The guy hosting this is coming across like he's barely seen a match in his life. I cringed at his first question ('Do you get hurt?") and haven't stopped since. Look, if you believe it's real, of course they get hurt. If you don't, there's always the possibility of an accident. It shouldn't be breaking news one way or the other.

 

I loved the commentary by both Matt and Buddy over the match clips we saw. The tension between them is evident, yet they show no signs of letting things degenerate into a brawl. I know that they were most likely cautioned against stuff like that, but there are certain guys who are in full belligerent promo mode any time they're in public. That doesn't seem to be the case with these two, and shows like this are better for it.

 

I liked how Buddy and Matt explained the pay scale and why it's more important to win than lose. I also got a kick out of Buddy saying that he wanted to retire by 1984 at the age of thirty (actually, thirty-two). I don't think any name wrestler has ever walked away of his own accord at such a young age. It's much more common for guys to overstay their welcome when they're older, as we all know.

 

Buddy's explanation of how the referee's count is supposed to work makes perfect sense. I liked Matt admitting that the team not doing the double-teaming (usually the faces, of course) would run in to make the save most of the time, thus allowing more time for potential illegal activities.

 

In general, I liked the two segments we've just seen. The wrestlers didn't come across as patronizing or condescending; they were as honest as kayfabe allowed them to be, and almost all of them, even the heels, came across as guys you'd want to share a meal with if the opportunity presented itself. They more than made up for the seeming cluelessness of the hosts (which, again, may have been a tool they were using in order to keep their questions to the kind of basic stuff that most fans would have liked to know about).

TASK ITEM: Reproduce the section of the wrestling commentary that begins with the words "Buddy's explanation of" and ends with "potential illegal activities.".

[Data excerpts]
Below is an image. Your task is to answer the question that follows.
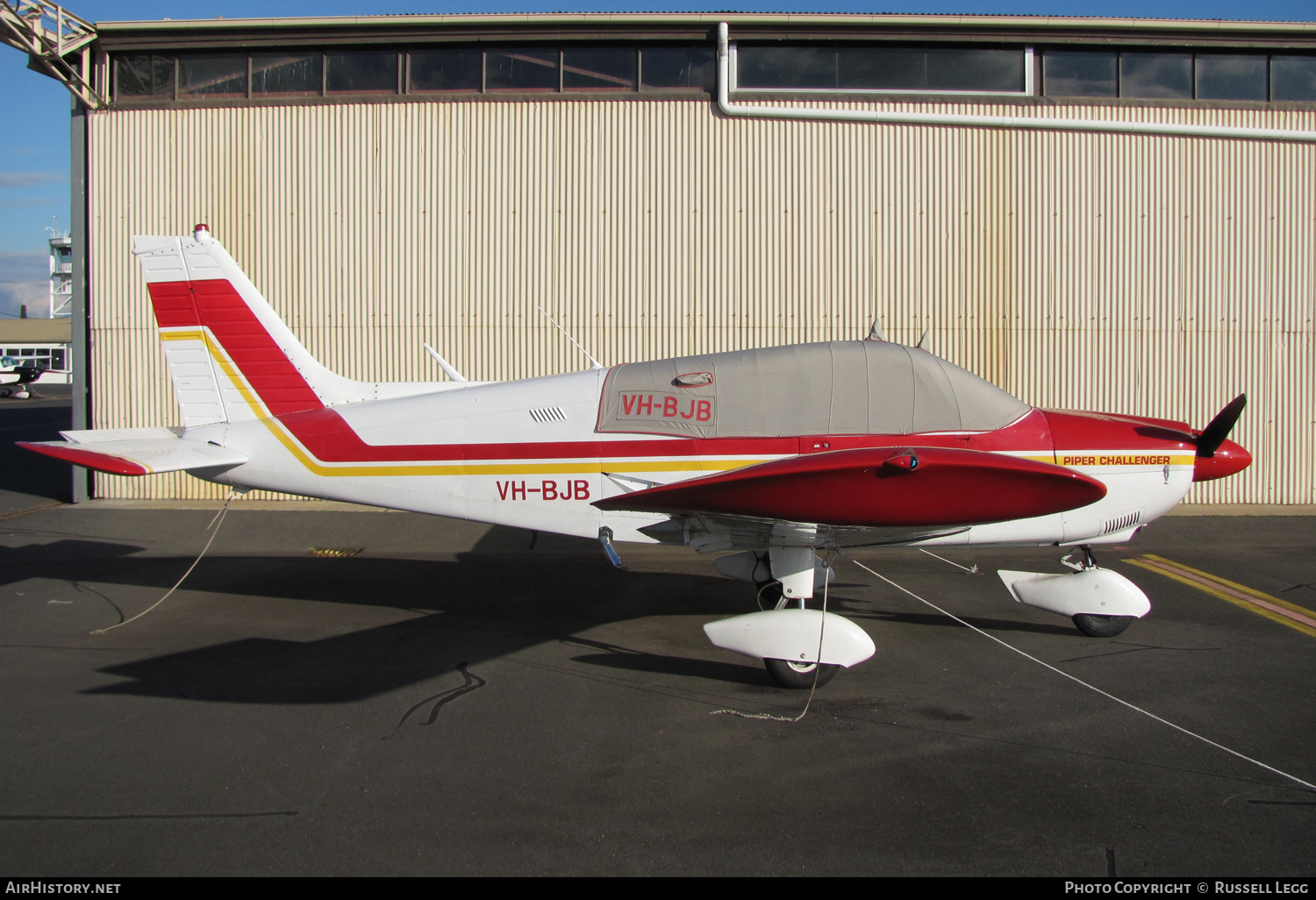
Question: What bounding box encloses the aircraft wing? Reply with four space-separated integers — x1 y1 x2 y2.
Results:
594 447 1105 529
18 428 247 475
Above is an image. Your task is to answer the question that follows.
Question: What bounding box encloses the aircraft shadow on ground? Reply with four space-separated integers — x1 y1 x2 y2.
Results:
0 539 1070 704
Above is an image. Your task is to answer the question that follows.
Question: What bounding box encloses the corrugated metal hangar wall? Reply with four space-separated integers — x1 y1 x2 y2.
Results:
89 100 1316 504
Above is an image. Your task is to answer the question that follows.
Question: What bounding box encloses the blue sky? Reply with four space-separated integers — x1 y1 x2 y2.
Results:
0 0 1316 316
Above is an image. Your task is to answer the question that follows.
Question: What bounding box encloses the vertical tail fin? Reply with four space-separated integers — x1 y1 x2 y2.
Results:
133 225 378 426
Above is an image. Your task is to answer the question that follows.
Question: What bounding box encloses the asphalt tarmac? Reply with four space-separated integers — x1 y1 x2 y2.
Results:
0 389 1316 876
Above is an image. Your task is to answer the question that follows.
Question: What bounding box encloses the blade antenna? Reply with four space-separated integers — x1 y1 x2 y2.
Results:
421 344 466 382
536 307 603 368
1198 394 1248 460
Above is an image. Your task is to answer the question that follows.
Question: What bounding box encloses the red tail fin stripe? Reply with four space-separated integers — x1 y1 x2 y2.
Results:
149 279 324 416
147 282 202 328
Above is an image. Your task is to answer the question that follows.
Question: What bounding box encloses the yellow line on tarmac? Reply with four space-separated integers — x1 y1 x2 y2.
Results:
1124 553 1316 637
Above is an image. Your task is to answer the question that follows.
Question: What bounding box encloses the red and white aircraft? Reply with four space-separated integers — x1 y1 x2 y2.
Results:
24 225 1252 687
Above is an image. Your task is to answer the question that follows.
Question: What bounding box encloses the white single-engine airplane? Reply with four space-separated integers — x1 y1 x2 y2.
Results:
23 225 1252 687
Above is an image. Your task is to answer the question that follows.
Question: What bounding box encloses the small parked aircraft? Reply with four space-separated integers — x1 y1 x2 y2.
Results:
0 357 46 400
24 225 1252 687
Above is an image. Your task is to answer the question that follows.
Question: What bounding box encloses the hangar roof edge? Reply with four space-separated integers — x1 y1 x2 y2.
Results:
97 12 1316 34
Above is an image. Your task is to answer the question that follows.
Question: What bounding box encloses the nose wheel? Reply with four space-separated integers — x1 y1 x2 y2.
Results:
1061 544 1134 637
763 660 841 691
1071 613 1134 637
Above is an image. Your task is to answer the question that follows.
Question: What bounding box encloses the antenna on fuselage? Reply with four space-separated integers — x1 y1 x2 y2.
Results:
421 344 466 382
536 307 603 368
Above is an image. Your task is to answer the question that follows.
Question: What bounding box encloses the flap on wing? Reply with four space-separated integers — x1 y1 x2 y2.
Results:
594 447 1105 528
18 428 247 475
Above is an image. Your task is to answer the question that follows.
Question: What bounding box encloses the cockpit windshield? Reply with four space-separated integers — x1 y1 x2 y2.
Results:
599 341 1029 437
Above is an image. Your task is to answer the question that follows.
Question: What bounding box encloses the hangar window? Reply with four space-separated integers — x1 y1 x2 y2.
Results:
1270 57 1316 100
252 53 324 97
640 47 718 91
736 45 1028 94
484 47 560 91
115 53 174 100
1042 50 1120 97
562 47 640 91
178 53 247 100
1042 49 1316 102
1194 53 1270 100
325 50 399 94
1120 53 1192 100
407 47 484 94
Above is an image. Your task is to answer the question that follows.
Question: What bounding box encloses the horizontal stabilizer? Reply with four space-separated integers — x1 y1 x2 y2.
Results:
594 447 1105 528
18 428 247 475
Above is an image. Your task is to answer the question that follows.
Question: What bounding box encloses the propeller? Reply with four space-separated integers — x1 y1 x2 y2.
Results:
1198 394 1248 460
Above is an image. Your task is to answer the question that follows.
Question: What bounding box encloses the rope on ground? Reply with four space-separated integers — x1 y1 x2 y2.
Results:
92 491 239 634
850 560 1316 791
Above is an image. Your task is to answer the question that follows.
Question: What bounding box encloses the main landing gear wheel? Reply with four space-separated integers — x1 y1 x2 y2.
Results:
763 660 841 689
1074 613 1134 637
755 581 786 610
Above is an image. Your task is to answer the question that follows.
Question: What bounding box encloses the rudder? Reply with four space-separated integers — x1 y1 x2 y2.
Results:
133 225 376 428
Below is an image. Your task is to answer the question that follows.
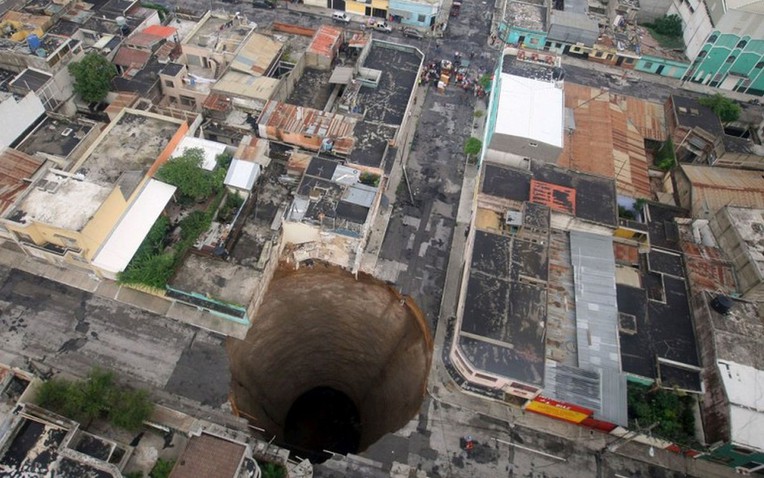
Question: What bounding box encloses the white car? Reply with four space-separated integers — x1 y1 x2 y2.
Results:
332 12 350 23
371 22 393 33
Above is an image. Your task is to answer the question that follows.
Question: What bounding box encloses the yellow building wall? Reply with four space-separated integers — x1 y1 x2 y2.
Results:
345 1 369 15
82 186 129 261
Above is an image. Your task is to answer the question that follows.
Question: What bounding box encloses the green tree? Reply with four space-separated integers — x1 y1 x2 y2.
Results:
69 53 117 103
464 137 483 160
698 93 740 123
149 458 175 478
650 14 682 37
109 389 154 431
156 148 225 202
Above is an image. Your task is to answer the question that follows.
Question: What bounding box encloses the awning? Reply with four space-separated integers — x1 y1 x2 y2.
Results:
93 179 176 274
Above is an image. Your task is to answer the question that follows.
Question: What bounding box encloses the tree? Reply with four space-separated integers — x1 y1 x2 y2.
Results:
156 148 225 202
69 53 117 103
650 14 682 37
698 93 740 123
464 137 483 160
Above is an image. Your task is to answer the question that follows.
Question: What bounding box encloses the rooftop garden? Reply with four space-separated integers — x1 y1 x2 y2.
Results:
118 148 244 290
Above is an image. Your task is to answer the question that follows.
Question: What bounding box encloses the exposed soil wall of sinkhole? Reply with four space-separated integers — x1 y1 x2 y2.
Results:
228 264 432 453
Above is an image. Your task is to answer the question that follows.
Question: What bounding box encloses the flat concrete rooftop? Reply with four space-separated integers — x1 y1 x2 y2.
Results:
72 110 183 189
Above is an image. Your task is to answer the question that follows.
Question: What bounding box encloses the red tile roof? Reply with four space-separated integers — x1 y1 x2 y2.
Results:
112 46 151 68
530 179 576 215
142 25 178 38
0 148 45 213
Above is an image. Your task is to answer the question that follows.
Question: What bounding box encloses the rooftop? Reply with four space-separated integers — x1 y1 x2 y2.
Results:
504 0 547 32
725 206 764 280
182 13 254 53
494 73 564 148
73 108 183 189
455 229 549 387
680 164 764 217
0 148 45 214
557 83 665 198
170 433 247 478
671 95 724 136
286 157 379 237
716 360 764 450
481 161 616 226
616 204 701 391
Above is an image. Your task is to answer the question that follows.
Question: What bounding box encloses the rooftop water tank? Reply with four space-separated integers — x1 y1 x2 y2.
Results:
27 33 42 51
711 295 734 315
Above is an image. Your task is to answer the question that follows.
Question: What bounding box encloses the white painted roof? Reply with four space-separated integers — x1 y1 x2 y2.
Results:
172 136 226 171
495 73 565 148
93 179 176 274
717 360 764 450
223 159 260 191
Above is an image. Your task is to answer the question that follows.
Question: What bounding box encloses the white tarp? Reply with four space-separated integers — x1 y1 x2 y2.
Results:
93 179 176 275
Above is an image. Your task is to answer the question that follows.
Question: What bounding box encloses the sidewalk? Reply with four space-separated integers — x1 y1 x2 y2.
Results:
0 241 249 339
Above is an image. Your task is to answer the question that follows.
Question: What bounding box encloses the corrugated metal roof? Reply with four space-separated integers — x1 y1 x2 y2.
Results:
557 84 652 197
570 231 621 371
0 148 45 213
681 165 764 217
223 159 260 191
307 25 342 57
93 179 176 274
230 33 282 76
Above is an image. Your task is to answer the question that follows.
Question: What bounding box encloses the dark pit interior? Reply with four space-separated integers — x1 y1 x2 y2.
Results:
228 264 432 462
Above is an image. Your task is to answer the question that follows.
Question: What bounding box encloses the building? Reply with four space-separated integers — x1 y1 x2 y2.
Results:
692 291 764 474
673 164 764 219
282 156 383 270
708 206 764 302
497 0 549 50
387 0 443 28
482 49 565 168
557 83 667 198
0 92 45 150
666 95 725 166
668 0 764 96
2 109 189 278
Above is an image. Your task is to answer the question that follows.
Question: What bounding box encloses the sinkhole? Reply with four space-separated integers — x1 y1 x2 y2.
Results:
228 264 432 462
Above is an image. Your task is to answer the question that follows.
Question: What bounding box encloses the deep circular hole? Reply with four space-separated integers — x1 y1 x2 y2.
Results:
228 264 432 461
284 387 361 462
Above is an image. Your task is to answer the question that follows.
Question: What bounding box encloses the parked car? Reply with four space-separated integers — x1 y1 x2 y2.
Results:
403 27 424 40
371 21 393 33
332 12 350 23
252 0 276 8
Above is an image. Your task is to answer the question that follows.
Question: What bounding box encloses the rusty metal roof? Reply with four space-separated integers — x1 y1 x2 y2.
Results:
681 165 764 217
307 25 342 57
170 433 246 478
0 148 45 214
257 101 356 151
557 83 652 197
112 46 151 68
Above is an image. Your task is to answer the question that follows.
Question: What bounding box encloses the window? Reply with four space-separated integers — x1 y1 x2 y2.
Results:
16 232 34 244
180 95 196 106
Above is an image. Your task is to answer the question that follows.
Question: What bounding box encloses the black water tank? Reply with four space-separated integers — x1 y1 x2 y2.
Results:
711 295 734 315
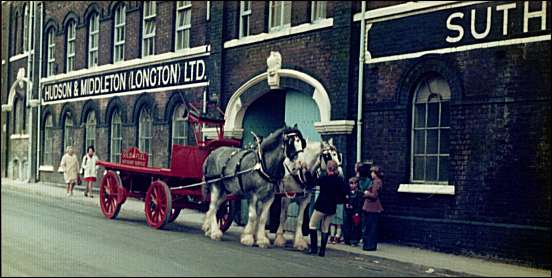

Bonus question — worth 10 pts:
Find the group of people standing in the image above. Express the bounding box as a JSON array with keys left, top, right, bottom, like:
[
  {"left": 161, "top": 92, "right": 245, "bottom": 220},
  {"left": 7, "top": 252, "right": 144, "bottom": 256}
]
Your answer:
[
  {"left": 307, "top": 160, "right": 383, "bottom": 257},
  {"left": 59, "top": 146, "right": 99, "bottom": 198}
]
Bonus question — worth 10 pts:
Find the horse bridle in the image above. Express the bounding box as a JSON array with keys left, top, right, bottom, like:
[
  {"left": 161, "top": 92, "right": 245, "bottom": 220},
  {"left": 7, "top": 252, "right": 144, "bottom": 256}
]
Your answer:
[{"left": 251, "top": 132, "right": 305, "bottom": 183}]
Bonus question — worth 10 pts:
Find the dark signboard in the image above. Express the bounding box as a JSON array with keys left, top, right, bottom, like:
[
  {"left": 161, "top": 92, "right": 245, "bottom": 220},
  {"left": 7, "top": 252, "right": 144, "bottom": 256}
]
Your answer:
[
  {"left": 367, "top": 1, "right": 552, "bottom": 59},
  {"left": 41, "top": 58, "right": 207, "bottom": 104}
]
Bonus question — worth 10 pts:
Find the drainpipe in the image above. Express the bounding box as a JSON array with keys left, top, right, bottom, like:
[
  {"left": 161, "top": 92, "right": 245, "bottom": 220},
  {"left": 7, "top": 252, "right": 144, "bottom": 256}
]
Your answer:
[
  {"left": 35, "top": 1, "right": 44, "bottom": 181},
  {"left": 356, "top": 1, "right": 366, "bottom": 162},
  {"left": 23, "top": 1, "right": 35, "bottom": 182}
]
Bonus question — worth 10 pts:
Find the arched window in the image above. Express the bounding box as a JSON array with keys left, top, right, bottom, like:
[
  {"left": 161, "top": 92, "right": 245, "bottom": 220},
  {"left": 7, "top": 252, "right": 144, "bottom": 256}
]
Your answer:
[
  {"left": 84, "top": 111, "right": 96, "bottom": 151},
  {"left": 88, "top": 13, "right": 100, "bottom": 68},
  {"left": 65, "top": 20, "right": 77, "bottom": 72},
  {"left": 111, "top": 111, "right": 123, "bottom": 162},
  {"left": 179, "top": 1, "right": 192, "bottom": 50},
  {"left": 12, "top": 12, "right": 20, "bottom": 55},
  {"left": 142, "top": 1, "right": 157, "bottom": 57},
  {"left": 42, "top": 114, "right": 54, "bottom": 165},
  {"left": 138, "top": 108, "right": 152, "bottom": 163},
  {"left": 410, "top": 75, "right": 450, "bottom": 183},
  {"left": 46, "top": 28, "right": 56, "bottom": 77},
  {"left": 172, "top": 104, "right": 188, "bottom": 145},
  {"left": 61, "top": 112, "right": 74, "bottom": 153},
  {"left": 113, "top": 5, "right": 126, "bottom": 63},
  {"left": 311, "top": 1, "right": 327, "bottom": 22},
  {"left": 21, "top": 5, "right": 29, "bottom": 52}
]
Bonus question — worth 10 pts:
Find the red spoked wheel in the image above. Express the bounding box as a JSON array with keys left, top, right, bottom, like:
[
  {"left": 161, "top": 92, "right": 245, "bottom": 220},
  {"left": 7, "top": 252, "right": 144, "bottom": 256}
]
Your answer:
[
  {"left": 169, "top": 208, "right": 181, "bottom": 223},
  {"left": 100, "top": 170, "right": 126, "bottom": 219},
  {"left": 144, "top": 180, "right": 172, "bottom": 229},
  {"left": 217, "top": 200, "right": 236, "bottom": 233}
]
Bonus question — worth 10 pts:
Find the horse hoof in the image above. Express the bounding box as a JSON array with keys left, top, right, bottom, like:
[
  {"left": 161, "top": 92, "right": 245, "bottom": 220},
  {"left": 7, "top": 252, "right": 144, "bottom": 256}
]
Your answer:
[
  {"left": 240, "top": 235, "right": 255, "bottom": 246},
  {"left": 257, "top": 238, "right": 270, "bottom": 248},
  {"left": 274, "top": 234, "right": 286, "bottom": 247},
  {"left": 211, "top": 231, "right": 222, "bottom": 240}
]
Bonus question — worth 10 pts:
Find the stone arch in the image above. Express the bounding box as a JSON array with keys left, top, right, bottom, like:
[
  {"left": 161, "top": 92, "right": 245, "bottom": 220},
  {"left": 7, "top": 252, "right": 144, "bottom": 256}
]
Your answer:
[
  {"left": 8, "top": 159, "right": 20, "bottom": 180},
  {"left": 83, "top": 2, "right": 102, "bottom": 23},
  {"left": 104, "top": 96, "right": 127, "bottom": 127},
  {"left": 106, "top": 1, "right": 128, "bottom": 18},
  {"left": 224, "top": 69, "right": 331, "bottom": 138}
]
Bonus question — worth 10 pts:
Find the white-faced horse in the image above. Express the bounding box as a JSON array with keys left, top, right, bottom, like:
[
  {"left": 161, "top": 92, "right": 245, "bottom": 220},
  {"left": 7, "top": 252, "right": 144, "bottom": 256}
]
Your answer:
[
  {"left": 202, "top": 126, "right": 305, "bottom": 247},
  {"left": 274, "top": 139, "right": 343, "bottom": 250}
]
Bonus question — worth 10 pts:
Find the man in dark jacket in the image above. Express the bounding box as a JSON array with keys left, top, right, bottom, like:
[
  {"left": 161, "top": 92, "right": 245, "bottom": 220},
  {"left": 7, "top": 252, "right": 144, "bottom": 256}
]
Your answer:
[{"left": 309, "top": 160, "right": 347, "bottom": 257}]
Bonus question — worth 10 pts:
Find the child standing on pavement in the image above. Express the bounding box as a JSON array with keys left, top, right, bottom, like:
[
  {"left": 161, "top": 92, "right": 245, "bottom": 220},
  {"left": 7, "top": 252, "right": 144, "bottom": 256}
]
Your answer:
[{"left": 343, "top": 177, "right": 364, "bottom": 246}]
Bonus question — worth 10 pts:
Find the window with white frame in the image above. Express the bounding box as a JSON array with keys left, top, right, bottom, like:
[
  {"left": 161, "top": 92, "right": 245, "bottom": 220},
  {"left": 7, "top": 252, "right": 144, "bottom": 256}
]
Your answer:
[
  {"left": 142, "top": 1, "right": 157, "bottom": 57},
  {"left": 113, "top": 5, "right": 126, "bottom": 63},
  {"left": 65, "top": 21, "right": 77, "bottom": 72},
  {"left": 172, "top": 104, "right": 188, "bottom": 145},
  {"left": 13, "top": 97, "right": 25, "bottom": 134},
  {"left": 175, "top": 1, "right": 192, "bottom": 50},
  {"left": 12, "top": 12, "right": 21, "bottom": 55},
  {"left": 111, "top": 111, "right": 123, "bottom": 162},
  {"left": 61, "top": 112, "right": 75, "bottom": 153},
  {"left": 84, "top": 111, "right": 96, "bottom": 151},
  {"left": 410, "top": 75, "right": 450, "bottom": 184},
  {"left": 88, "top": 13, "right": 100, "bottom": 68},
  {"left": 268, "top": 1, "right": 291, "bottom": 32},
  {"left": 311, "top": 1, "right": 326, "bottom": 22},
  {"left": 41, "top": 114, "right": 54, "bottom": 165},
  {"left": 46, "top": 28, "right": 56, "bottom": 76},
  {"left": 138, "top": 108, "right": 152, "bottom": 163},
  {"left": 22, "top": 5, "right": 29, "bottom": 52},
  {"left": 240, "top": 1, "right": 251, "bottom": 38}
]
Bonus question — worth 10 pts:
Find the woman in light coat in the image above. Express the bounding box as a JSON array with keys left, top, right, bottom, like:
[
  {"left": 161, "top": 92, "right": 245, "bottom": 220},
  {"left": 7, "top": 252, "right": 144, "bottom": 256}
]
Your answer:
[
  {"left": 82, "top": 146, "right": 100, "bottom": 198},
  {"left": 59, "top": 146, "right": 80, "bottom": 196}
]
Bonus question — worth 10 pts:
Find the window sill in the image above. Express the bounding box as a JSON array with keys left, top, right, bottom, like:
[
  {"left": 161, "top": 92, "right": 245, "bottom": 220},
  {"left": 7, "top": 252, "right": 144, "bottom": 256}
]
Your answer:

RESPONSE BOX:
Buddy's explanation of how the referee's count is supposed to work makes perfect sense. I liked Matt admitting that the team not doing the double-teaming (usually the faces, of course) would run in to make the save most of the time, thus allowing more time for potential illegal activities.